**AVAILABLE DATA**

════════

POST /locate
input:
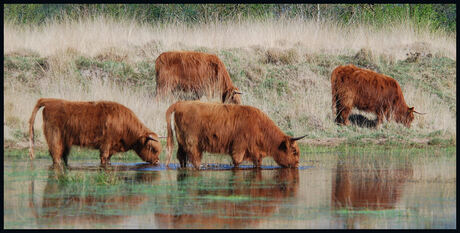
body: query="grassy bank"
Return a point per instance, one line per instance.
(282, 66)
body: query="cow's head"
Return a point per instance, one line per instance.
(288, 152)
(232, 96)
(149, 148)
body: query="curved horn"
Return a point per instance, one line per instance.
(297, 138)
(151, 138)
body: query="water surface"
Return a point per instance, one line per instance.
(350, 192)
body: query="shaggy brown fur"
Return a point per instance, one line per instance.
(196, 73)
(244, 132)
(104, 125)
(368, 91)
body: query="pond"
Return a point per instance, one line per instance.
(410, 189)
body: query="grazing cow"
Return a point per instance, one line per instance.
(196, 73)
(104, 125)
(244, 132)
(368, 91)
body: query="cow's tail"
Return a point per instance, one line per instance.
(40, 103)
(170, 140)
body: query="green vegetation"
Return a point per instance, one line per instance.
(434, 16)
(280, 56)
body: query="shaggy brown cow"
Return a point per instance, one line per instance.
(368, 91)
(196, 73)
(104, 125)
(244, 132)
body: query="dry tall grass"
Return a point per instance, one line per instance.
(306, 110)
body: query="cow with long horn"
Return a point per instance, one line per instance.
(244, 132)
(367, 90)
(194, 73)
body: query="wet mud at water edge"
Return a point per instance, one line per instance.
(340, 192)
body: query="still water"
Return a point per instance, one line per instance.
(348, 193)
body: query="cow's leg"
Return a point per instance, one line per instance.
(237, 158)
(56, 151)
(104, 155)
(181, 156)
(257, 161)
(55, 143)
(379, 118)
(338, 113)
(65, 154)
(195, 156)
(334, 105)
(344, 115)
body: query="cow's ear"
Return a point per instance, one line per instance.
(150, 137)
(284, 145)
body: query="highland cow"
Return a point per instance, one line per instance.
(194, 73)
(368, 91)
(107, 126)
(244, 132)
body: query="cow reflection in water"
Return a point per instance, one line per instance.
(370, 189)
(262, 192)
(80, 205)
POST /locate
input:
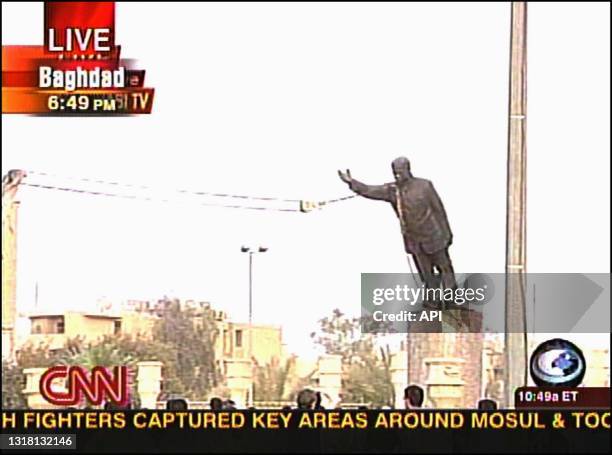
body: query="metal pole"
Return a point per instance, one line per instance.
(250, 287)
(515, 322)
(250, 400)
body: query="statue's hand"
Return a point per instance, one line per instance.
(346, 176)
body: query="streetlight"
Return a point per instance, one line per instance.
(251, 252)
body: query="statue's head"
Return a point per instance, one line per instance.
(401, 169)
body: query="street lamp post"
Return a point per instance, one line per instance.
(251, 252)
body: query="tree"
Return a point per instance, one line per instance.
(271, 380)
(191, 337)
(366, 372)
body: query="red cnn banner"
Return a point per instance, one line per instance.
(77, 71)
(81, 28)
(98, 387)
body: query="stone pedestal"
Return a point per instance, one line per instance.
(399, 376)
(330, 379)
(31, 392)
(239, 380)
(149, 383)
(444, 386)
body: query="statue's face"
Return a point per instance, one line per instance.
(401, 169)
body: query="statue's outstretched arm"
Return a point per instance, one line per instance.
(378, 192)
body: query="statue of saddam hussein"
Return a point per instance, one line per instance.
(427, 234)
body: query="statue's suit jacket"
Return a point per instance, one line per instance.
(417, 205)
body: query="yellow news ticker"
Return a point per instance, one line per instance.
(279, 420)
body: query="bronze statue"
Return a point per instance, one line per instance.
(427, 234)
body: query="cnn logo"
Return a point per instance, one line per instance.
(98, 387)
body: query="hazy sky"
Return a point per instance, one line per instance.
(272, 99)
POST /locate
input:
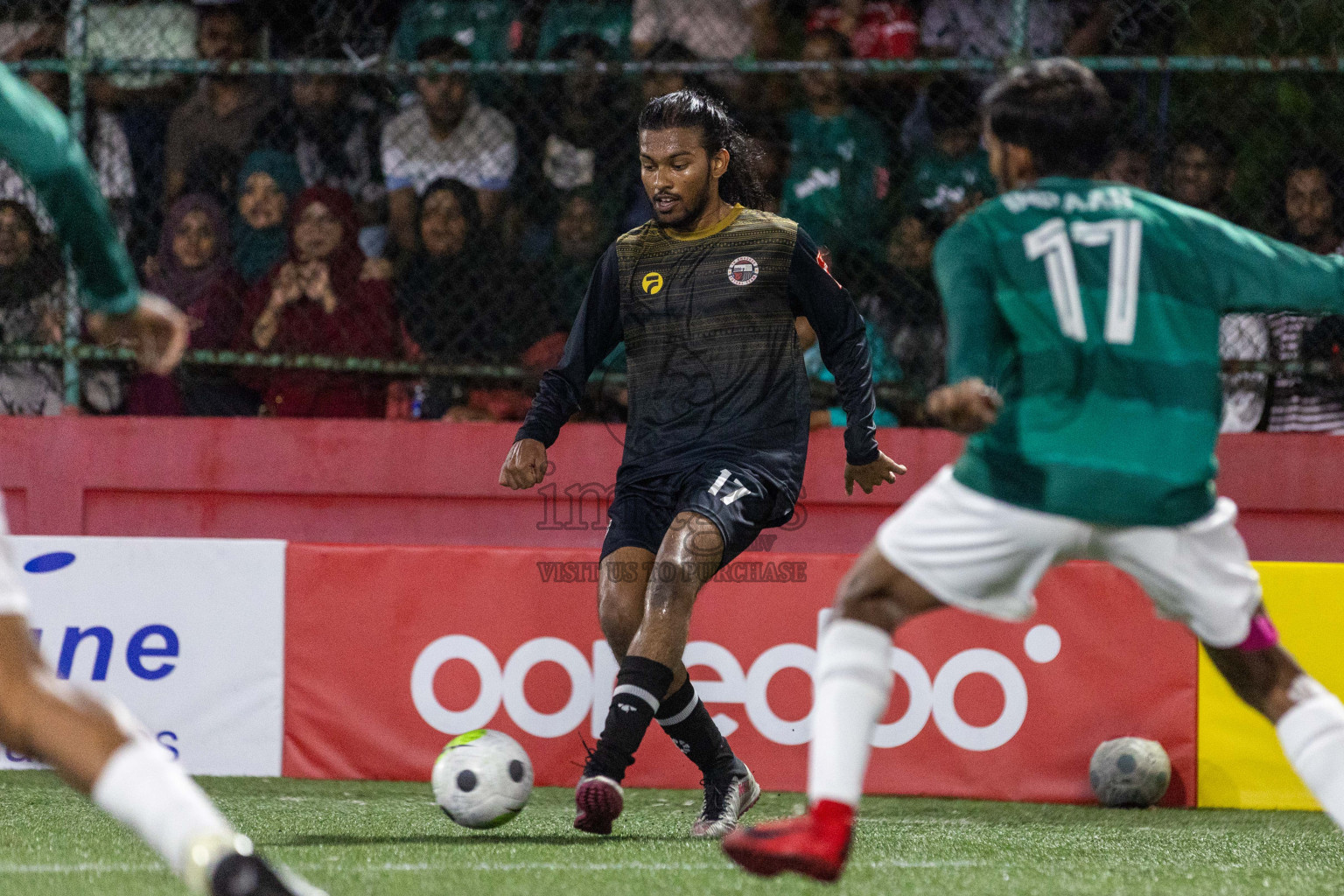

════════

**SHORT PROBLEM**
Identify every line above that contains the string "water", and copy each such line in full. Treat uppercase and lowercase letters as distinct.

**FULL SOLUTION**
body: query="water surface"
body: query="wet mud at water edge"
body: query="still water"
body: query="cow reflection in water"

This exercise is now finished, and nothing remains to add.